**GIVEN EXERCISE**
Lay out the records from the line with "Where can the dome ribs be seen here?" to the line with "x=336, y=425", both included, as a JSON list of strings, one string per line, omitting blank lines.
==== AVAILABLE DATA
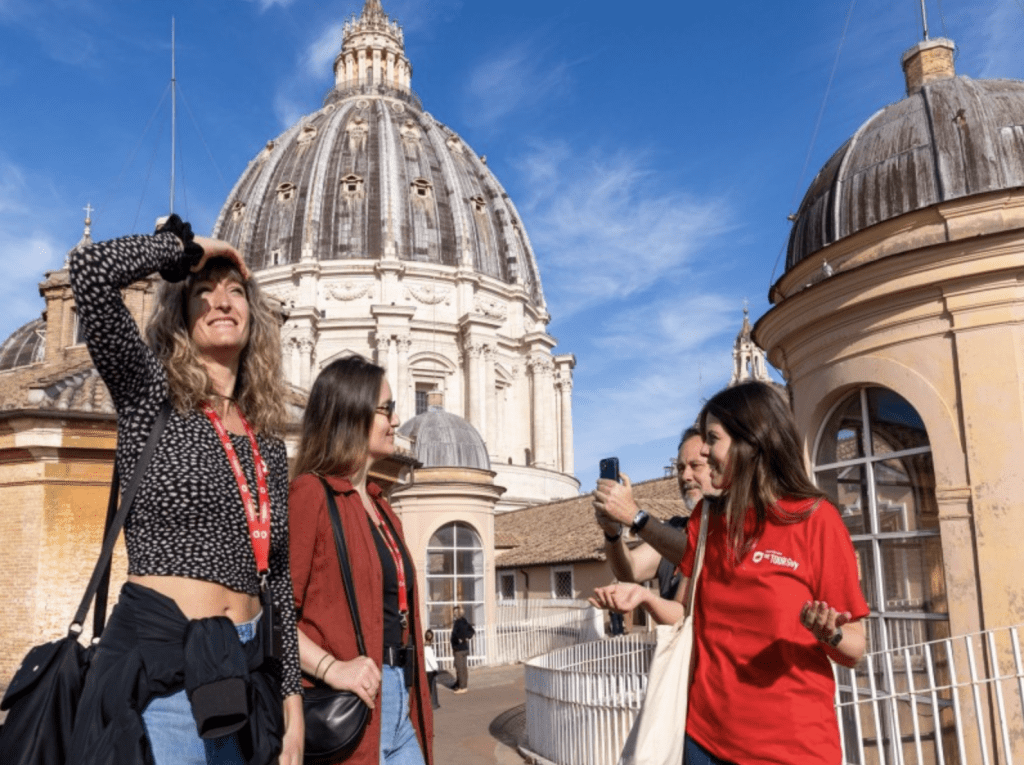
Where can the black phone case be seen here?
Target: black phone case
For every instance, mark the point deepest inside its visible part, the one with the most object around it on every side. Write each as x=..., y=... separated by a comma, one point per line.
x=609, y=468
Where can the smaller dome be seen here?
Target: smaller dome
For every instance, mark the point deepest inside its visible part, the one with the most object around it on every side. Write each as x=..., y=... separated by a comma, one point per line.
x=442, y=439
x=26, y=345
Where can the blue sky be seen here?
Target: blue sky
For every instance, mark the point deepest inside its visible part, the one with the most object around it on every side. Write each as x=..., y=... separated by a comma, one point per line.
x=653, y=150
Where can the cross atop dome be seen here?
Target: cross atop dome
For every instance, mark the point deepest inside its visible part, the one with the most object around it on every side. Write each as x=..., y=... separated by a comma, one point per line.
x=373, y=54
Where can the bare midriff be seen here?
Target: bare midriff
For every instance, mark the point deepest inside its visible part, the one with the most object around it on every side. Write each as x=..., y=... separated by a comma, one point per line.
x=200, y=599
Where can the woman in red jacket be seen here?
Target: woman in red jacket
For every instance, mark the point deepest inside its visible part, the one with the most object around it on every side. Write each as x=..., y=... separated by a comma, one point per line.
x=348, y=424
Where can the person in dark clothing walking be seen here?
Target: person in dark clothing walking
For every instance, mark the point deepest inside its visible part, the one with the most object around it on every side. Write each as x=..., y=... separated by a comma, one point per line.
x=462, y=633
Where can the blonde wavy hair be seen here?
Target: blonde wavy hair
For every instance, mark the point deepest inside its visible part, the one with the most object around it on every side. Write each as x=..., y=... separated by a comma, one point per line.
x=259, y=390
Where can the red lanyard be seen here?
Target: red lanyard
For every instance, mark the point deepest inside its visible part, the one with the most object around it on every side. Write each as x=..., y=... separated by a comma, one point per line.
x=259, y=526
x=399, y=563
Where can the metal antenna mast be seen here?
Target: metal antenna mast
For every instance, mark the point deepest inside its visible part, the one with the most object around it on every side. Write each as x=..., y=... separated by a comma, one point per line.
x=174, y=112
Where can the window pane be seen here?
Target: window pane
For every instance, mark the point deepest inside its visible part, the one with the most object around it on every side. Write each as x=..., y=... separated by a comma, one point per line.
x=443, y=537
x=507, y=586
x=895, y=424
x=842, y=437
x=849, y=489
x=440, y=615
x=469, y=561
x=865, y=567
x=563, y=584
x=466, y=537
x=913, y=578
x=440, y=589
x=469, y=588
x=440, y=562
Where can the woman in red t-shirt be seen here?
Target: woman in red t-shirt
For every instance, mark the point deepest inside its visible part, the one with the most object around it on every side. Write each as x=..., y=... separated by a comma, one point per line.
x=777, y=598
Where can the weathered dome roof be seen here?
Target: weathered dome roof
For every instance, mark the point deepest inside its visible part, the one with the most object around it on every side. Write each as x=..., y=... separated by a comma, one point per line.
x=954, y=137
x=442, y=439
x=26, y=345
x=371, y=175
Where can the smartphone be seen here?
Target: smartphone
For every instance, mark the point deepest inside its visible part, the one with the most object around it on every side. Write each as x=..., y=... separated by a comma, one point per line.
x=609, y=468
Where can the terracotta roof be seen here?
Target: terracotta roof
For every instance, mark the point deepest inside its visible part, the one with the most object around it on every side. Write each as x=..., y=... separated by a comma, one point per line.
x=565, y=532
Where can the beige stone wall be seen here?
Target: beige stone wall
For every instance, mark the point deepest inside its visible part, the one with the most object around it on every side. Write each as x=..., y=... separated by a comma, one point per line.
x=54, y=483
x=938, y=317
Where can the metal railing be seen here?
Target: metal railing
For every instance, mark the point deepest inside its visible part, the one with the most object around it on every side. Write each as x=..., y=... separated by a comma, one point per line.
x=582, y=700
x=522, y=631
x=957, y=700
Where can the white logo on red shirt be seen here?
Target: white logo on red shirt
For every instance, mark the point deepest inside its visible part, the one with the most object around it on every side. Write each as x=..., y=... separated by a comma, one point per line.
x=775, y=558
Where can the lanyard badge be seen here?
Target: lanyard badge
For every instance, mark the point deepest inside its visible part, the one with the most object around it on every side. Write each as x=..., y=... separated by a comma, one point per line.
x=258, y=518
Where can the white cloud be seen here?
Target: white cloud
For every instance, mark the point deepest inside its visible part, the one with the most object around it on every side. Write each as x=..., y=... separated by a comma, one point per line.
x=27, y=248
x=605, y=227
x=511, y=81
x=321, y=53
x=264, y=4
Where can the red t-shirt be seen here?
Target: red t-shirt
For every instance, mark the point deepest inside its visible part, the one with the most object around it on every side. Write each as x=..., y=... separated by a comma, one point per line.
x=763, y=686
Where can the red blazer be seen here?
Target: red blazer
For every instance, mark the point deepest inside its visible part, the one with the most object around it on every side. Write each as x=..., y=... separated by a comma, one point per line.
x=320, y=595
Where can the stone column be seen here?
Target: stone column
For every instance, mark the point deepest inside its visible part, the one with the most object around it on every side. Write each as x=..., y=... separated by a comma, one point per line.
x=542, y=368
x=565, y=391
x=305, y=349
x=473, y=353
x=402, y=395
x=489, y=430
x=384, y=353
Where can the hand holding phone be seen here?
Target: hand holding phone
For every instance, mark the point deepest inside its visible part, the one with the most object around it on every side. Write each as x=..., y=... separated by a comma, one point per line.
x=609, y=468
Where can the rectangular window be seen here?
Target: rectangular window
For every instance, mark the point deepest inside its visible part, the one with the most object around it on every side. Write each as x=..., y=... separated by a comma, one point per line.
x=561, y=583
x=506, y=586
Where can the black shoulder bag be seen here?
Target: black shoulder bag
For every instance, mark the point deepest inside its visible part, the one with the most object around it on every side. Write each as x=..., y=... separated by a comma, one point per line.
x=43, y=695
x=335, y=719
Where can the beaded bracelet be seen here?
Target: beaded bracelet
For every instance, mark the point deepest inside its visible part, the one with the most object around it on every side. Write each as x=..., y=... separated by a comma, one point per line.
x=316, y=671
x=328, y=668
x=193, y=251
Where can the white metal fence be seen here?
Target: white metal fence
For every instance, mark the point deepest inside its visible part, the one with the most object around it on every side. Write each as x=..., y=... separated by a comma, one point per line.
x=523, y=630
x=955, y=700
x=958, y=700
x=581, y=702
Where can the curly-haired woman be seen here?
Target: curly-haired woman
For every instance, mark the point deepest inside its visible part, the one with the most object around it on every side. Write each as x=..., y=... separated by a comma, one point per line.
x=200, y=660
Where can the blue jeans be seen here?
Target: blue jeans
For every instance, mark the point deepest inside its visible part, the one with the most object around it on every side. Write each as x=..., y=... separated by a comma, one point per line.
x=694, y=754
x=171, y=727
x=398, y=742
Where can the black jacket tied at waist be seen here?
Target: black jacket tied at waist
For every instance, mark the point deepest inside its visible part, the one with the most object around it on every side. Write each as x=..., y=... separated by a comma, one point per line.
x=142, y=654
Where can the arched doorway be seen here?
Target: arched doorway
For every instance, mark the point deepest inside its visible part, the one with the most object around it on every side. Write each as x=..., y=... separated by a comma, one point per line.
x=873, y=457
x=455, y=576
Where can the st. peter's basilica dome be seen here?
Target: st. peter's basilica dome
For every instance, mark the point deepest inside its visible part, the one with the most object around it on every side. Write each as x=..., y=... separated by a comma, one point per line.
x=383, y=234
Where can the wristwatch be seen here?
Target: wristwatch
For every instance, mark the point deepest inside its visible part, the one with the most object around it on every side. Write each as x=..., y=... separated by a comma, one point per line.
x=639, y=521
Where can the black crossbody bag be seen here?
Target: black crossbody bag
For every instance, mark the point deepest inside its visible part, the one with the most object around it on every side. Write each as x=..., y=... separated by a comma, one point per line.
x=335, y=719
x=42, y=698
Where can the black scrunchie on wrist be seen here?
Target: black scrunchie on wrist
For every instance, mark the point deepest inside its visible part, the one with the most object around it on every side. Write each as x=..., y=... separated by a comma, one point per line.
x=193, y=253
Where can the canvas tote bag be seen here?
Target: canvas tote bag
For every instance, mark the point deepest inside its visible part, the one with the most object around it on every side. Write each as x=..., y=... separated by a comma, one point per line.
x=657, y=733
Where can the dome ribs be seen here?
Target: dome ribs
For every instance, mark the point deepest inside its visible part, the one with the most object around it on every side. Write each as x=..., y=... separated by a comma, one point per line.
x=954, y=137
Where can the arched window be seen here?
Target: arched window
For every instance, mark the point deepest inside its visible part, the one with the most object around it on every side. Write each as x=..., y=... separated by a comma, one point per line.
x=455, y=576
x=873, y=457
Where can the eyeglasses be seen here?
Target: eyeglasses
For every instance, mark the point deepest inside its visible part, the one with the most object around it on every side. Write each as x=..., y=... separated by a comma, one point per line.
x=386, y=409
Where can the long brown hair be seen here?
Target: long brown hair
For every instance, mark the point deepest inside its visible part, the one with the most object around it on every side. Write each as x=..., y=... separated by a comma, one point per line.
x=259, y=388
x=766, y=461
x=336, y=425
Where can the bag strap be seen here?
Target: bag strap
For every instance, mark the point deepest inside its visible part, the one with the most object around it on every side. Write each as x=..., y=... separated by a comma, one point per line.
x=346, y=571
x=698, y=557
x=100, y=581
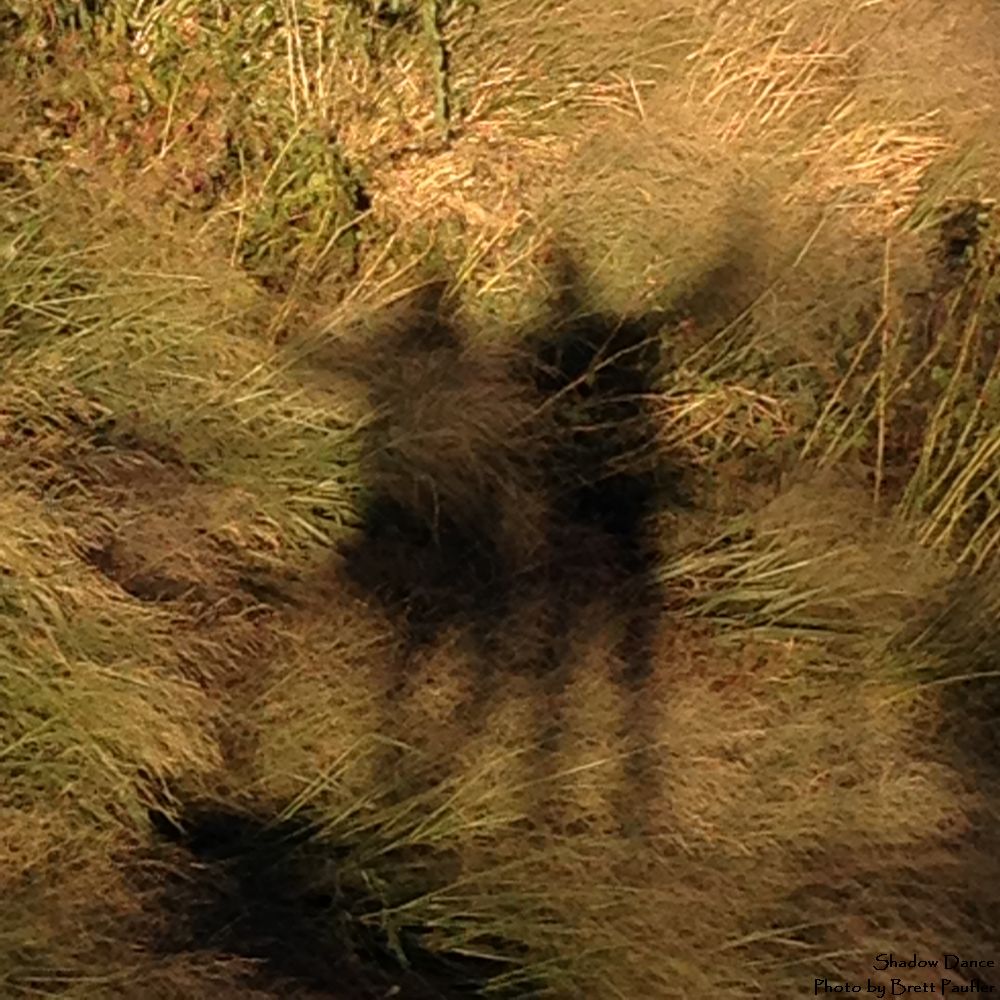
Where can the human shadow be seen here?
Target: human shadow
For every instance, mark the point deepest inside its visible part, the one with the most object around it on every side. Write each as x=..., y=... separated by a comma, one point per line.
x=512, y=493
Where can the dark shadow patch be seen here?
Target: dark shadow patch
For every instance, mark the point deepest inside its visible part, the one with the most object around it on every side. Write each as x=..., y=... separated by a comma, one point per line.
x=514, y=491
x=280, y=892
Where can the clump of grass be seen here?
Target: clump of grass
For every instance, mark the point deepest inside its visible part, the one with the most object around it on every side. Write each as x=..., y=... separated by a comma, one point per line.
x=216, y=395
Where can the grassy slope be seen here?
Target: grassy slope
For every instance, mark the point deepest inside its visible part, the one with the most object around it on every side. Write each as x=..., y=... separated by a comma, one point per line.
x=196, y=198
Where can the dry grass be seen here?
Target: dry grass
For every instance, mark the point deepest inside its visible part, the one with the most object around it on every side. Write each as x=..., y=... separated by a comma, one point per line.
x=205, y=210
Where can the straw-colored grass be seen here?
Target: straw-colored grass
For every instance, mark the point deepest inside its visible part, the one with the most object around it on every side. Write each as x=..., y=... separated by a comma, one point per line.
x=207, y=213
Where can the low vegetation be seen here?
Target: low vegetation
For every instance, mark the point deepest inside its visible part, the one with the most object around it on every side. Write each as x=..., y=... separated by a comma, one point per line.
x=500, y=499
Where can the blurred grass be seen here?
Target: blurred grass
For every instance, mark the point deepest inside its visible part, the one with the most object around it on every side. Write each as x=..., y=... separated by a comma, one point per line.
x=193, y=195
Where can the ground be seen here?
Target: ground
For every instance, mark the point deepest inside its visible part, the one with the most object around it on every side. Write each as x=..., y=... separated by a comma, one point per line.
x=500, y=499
========
**SOLUTION FOR THIS TASK**
[
  "Where can the dome ribs be seen here?",
  "Target: dome ribs",
  "For every instance, mark the point deepest inside its visible part, the one with the most object around it on every side. Write each as x=..., y=... separated by a comma, one point per line.",
  "x=954, y=137",
  "Where can the arched window be seen here?",
  "Target: arched window",
  "For every instance, mark the point deepest inside its visible part, the one with the most object around it on every side. Write each as x=..., y=... separated by a comma, one point per line.",
  "x=455, y=576",
  "x=873, y=457",
  "Where can the eyeglasses be seen here?",
  "Target: eyeglasses",
  "For every instance, mark the point deepest inside its visible part, the one with the most object around it on every side. Write each as x=..., y=... separated by a comma, one point per line.",
  "x=386, y=409",
  "Where can the long brown hair be seen here?",
  "Target: long brown hair",
  "For every instance, mark the point deepest inside its visible part, the one with the most object around it on every side. Write each as x=..., y=... separated by a comma, one point per line.",
  "x=259, y=388",
  "x=766, y=461",
  "x=336, y=425"
]